- Records for processing:
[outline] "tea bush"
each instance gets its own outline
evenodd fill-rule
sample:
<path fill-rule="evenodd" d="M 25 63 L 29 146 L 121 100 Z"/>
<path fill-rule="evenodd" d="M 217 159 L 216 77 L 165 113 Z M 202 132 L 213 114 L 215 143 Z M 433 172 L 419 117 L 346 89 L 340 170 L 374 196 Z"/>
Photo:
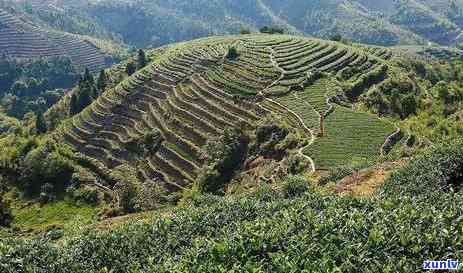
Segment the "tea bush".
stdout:
<path fill-rule="evenodd" d="M 297 194 L 203 195 L 59 245 L 3 238 L 0 271 L 421 272 L 424 260 L 463 259 L 462 155 L 461 141 L 433 148 L 371 198 L 305 190 L 297 178 L 284 187 Z"/>

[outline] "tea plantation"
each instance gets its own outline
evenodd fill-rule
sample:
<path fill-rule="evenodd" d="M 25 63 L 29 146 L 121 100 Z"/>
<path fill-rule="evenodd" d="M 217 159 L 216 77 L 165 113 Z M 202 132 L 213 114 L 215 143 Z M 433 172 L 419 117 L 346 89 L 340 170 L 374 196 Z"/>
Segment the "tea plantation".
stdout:
<path fill-rule="evenodd" d="M 0 240 L 2 272 L 422 272 L 463 258 L 463 143 L 396 171 L 370 198 L 338 196 L 301 177 L 58 244 Z"/>

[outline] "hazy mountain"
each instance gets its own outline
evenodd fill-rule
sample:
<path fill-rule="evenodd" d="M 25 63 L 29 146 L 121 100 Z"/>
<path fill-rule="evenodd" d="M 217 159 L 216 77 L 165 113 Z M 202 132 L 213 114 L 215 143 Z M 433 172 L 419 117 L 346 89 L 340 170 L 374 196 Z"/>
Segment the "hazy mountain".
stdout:
<path fill-rule="evenodd" d="M 462 0 L 17 0 L 26 13 L 62 31 L 160 46 L 211 34 L 279 25 L 321 38 L 342 34 L 377 45 L 457 45 Z"/>

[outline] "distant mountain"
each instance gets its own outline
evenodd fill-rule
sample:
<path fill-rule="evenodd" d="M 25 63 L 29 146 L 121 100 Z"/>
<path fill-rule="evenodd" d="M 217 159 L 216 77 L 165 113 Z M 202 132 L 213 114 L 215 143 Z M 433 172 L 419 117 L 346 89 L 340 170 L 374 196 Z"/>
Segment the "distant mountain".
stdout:
<path fill-rule="evenodd" d="M 463 0 L 15 0 L 38 24 L 134 47 L 258 31 L 366 44 L 463 43 Z"/>
<path fill-rule="evenodd" d="M 0 4 L 0 55 L 25 59 L 66 56 L 75 65 L 91 71 L 98 71 L 113 63 L 119 45 L 88 35 L 65 32 L 42 21 L 39 16 L 33 16 L 34 13 L 27 12 L 39 9 L 45 3 L 37 0 L 30 6 Z M 50 12 L 53 9 L 59 11 L 56 6 L 49 5 Z"/>

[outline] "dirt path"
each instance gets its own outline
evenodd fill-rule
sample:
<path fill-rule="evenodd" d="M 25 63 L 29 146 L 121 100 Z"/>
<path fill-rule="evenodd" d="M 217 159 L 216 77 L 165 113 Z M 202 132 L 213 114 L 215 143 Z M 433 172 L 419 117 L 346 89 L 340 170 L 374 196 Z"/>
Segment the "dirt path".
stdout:
<path fill-rule="evenodd" d="M 261 90 L 261 91 L 259 92 L 259 95 L 262 95 L 262 96 L 264 95 L 264 91 L 265 91 L 265 90 L 267 90 L 267 89 L 269 89 L 269 88 L 271 88 L 271 87 L 277 85 L 277 84 L 284 78 L 285 73 L 286 73 L 286 71 L 285 71 L 283 68 L 281 68 L 281 67 L 278 65 L 278 62 L 275 60 L 275 57 L 274 57 L 274 56 L 275 56 L 275 50 L 274 50 L 272 47 L 270 47 L 270 46 L 267 47 L 267 49 L 270 50 L 270 61 L 272 62 L 273 66 L 281 72 L 281 75 L 280 75 L 280 77 L 279 77 L 276 81 L 274 81 L 274 82 L 271 83 L 269 86 L 267 86 L 265 89 L 263 89 L 263 90 Z M 294 118 L 296 118 L 296 119 L 298 120 L 299 125 L 300 125 L 300 126 L 302 127 L 302 129 L 310 136 L 309 143 L 308 143 L 307 145 L 305 145 L 305 146 L 299 148 L 298 151 L 297 151 L 297 153 L 298 153 L 299 156 L 301 156 L 301 157 L 307 159 L 307 160 L 310 162 L 311 173 L 314 173 L 315 170 L 316 170 L 316 168 L 315 168 L 315 162 L 313 161 L 313 159 L 312 159 L 310 156 L 304 154 L 304 150 L 315 142 L 315 134 L 314 134 L 314 132 L 313 132 L 309 127 L 307 127 L 307 125 L 305 125 L 304 120 L 303 120 L 298 114 L 296 114 L 294 111 L 292 111 L 292 110 L 289 109 L 288 107 L 286 107 L 286 106 L 284 106 L 284 105 L 282 105 L 282 104 L 280 104 L 280 103 L 278 103 L 278 102 L 276 102 L 276 101 L 274 101 L 274 100 L 272 100 L 272 99 L 270 99 L 270 98 L 265 98 L 265 100 L 269 101 L 269 102 L 272 103 L 272 104 L 276 104 L 276 105 L 278 105 L 279 107 L 285 109 L 285 111 L 287 111 L 289 114 L 291 114 Z"/>
<path fill-rule="evenodd" d="M 381 165 L 360 170 L 343 179 L 335 186 L 334 192 L 356 197 L 367 197 L 374 194 L 397 167 L 404 166 L 405 160 L 385 162 Z"/>
<path fill-rule="evenodd" d="M 298 154 L 300 156 L 302 156 L 303 158 L 306 158 L 310 162 L 312 173 L 314 173 L 315 170 L 316 170 L 315 169 L 315 162 L 313 161 L 313 159 L 310 156 L 304 154 L 304 150 L 315 142 L 315 134 L 313 133 L 313 131 L 309 127 L 307 127 L 307 125 L 305 125 L 304 120 L 298 114 L 296 114 L 294 111 L 292 111 L 288 107 L 286 107 L 286 106 L 284 106 L 284 105 L 282 105 L 282 104 L 280 104 L 280 103 L 278 103 L 278 102 L 276 102 L 276 101 L 274 101 L 272 99 L 269 99 L 269 98 L 266 98 L 265 100 L 269 101 L 270 103 L 276 104 L 279 107 L 285 109 L 285 111 L 287 111 L 290 115 L 292 115 L 294 118 L 296 118 L 298 120 L 299 125 L 310 136 L 309 143 L 307 145 L 301 147 L 298 150 Z"/>

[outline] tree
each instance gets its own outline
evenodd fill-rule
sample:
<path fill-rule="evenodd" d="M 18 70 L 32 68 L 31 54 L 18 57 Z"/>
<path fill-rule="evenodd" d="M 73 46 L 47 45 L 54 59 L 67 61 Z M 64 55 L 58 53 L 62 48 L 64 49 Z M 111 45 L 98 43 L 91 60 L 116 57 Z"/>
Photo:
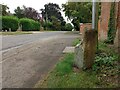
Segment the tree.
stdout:
<path fill-rule="evenodd" d="M 9 7 L 7 5 L 0 4 L 0 7 L 2 8 L 2 12 L 0 12 L 0 15 L 7 16 L 10 14 Z"/>
<path fill-rule="evenodd" d="M 23 9 L 21 9 L 19 6 L 17 7 L 17 9 L 14 10 L 15 12 L 15 16 L 17 16 L 18 18 L 23 18 L 24 16 L 24 12 Z"/>
<path fill-rule="evenodd" d="M 90 23 L 92 20 L 92 3 L 68 2 L 62 4 L 65 16 L 73 23 L 74 28 L 79 30 L 79 23 Z"/>
<path fill-rule="evenodd" d="M 34 8 L 25 7 L 25 6 L 23 6 L 23 8 L 24 8 L 25 17 L 30 18 L 30 19 L 34 19 L 34 20 L 40 19 L 40 14 Z"/>
<path fill-rule="evenodd" d="M 53 24 L 53 29 L 54 30 L 61 30 L 61 22 L 59 19 L 57 19 L 55 16 L 51 16 L 52 24 Z"/>
<path fill-rule="evenodd" d="M 73 29 L 73 26 L 71 25 L 71 23 L 66 23 L 65 30 L 66 31 L 72 31 L 72 29 Z"/>
<path fill-rule="evenodd" d="M 17 7 L 17 9 L 15 9 L 14 12 L 15 12 L 14 15 L 17 16 L 18 18 L 29 18 L 33 20 L 40 19 L 40 14 L 37 12 L 37 10 L 35 10 L 32 7 L 26 6 L 23 6 L 22 8 Z"/>
<path fill-rule="evenodd" d="M 66 22 L 62 17 L 61 9 L 58 4 L 53 3 L 45 4 L 44 9 L 41 9 L 40 11 L 45 21 L 49 22 L 53 22 L 53 20 L 55 20 L 55 22 L 59 21 L 60 25 L 62 26 L 60 28 L 64 29 L 63 27 L 65 26 Z"/>
<path fill-rule="evenodd" d="M 72 20 L 75 17 L 81 23 L 88 23 L 92 20 L 92 3 L 91 2 L 68 2 L 63 4 L 63 11 L 68 19 Z"/>

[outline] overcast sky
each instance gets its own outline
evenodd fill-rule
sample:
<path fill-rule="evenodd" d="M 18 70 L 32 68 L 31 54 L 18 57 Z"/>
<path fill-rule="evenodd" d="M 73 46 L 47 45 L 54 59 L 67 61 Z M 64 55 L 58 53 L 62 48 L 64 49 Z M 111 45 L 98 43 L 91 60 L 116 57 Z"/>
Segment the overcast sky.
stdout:
<path fill-rule="evenodd" d="M 26 7 L 33 7 L 39 12 L 39 10 L 44 8 L 44 5 L 47 3 L 57 3 L 61 7 L 61 5 L 67 1 L 68 0 L 0 0 L 0 3 L 6 4 L 10 8 L 10 12 L 14 13 L 14 9 L 16 9 L 17 6 L 22 7 L 25 5 Z M 62 13 L 62 15 L 65 18 L 64 13 Z"/>

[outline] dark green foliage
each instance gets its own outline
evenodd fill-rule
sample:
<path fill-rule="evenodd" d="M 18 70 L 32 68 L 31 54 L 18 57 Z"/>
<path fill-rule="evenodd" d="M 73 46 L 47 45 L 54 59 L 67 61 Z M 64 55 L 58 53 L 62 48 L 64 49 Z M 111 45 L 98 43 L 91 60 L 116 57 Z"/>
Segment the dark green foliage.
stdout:
<path fill-rule="evenodd" d="M 95 57 L 93 70 L 99 72 L 101 67 L 113 67 L 114 61 L 118 60 L 118 55 L 107 46 L 107 44 L 100 42 L 99 50 Z"/>
<path fill-rule="evenodd" d="M 14 10 L 14 15 L 18 18 L 29 18 L 33 20 L 39 20 L 40 14 L 32 7 L 26 7 L 23 5 L 22 8 L 19 6 Z"/>
<path fill-rule="evenodd" d="M 65 16 L 71 21 L 76 30 L 79 30 L 79 23 L 91 23 L 92 22 L 92 3 L 91 2 L 68 2 L 62 4 Z M 99 3 L 99 15 L 100 15 Z"/>
<path fill-rule="evenodd" d="M 106 53 L 101 53 L 98 56 L 96 56 L 95 64 L 93 65 L 93 70 L 98 71 L 103 65 L 113 66 L 113 62 L 115 60 L 117 60 L 117 57 L 115 55 L 109 56 Z"/>
<path fill-rule="evenodd" d="M 66 30 L 66 31 L 72 31 L 72 29 L 73 29 L 73 26 L 72 26 L 70 23 L 67 23 L 67 24 L 65 25 L 65 30 Z"/>
<path fill-rule="evenodd" d="M 114 38 L 116 34 L 116 26 L 115 26 L 115 2 L 111 4 L 110 10 L 110 19 L 109 19 L 109 30 L 108 30 L 108 43 L 114 43 Z"/>
<path fill-rule="evenodd" d="M 43 22 L 42 26 L 44 27 L 44 29 L 46 30 L 52 30 L 53 29 L 53 24 L 51 22 Z"/>
<path fill-rule="evenodd" d="M 58 4 L 48 3 L 44 5 L 44 9 L 41 9 L 42 17 L 45 23 L 51 22 L 50 29 L 52 30 L 64 30 L 65 20 L 61 14 L 61 8 Z M 45 25 L 45 24 L 44 24 Z M 47 26 L 47 25 L 45 25 Z M 44 26 L 43 26 L 44 27 Z M 46 27 L 44 27 L 46 29 Z M 47 27 L 49 29 L 49 26 Z"/>
<path fill-rule="evenodd" d="M 7 16 L 10 14 L 9 7 L 7 5 L 0 4 L 0 15 Z"/>
<path fill-rule="evenodd" d="M 18 29 L 19 20 L 13 16 L 3 16 L 2 18 L 2 29 L 8 30 L 11 28 L 12 31 L 16 31 Z"/>
<path fill-rule="evenodd" d="M 52 21 L 52 16 L 59 19 L 61 22 L 64 21 L 62 14 L 60 12 L 60 7 L 58 4 L 54 3 L 48 3 L 44 5 L 44 9 L 41 9 L 42 11 L 42 17 L 46 20 Z"/>
<path fill-rule="evenodd" d="M 61 22 L 59 21 L 59 19 L 57 19 L 55 16 L 51 17 L 52 19 L 52 24 L 53 24 L 53 30 L 61 30 Z"/>
<path fill-rule="evenodd" d="M 18 18 L 23 18 L 25 17 L 24 16 L 24 13 L 23 13 L 23 9 L 21 9 L 19 6 L 17 7 L 17 9 L 14 10 L 15 12 L 15 16 L 18 17 Z"/>
<path fill-rule="evenodd" d="M 68 2 L 63 4 L 63 11 L 69 19 L 77 18 L 81 23 L 88 23 L 92 20 L 91 2 Z"/>
<path fill-rule="evenodd" d="M 20 19 L 20 25 L 22 25 L 23 31 L 39 31 L 40 30 L 40 23 L 28 18 Z"/>

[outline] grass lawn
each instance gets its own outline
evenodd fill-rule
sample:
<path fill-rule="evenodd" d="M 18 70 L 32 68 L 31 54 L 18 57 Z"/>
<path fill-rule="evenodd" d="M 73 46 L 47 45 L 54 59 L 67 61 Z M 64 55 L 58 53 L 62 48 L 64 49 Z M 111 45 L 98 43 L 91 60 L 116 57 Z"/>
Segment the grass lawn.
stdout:
<path fill-rule="evenodd" d="M 76 39 L 73 45 L 78 42 Z M 65 54 L 55 68 L 35 88 L 113 88 L 118 87 L 117 54 L 107 44 L 99 43 L 95 63 L 90 70 L 73 66 L 74 54 Z"/>
<path fill-rule="evenodd" d="M 0 32 L 0 35 L 21 35 L 21 34 L 32 34 L 32 32 Z"/>

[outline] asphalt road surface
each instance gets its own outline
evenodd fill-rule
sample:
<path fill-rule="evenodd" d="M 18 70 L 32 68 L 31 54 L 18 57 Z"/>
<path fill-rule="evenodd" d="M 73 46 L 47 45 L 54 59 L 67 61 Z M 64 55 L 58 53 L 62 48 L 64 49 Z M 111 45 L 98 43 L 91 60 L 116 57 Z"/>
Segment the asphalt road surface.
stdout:
<path fill-rule="evenodd" d="M 11 49 L 14 47 L 18 47 L 21 45 L 25 45 L 37 40 L 44 40 L 46 38 L 58 36 L 63 34 L 64 32 L 57 31 L 57 32 L 40 32 L 36 34 L 26 34 L 26 35 L 9 35 L 2 37 L 2 50 Z"/>
<path fill-rule="evenodd" d="M 3 88 L 33 88 L 54 67 L 79 34 L 44 32 L 3 37 Z"/>

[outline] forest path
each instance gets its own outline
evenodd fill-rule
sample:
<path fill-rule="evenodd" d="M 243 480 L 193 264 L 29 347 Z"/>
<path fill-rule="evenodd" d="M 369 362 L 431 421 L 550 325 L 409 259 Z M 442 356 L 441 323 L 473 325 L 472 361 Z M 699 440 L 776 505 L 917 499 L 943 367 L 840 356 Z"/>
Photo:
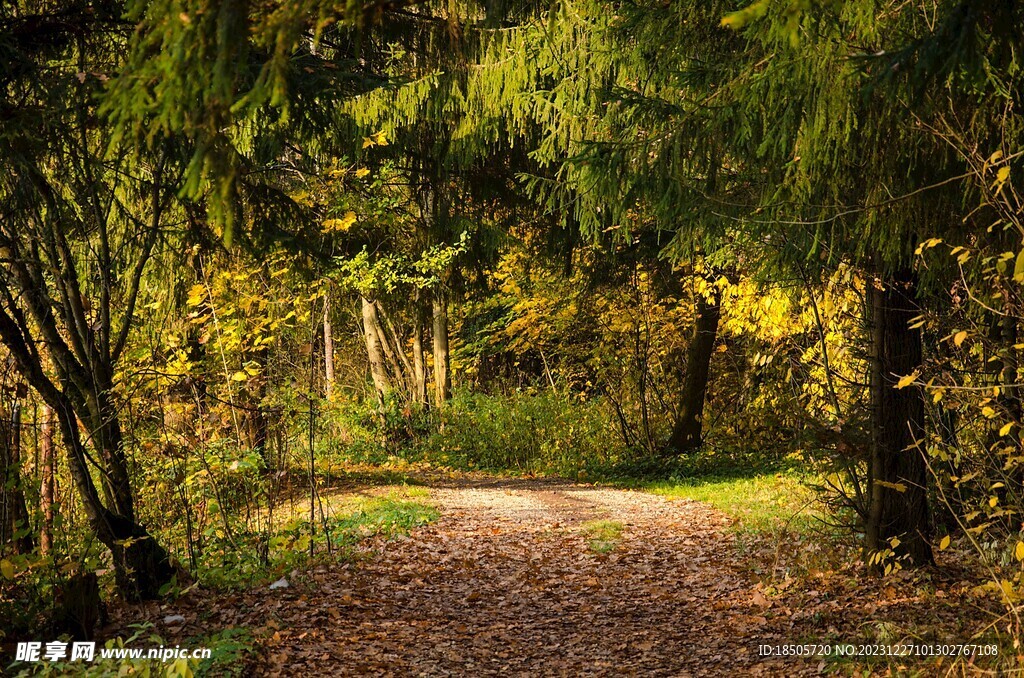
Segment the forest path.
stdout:
<path fill-rule="evenodd" d="M 739 568 L 729 519 L 705 504 L 519 479 L 435 485 L 430 502 L 438 521 L 267 593 L 279 630 L 263 675 L 294 675 L 297 661 L 310 675 L 818 668 L 757 655 L 771 634 L 764 598 Z M 602 527 L 622 530 L 607 553 L 591 542 Z"/>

- Exercise details: Across the material, count every line that holds "surface" and state only how many there are.

- Answer to this task: 2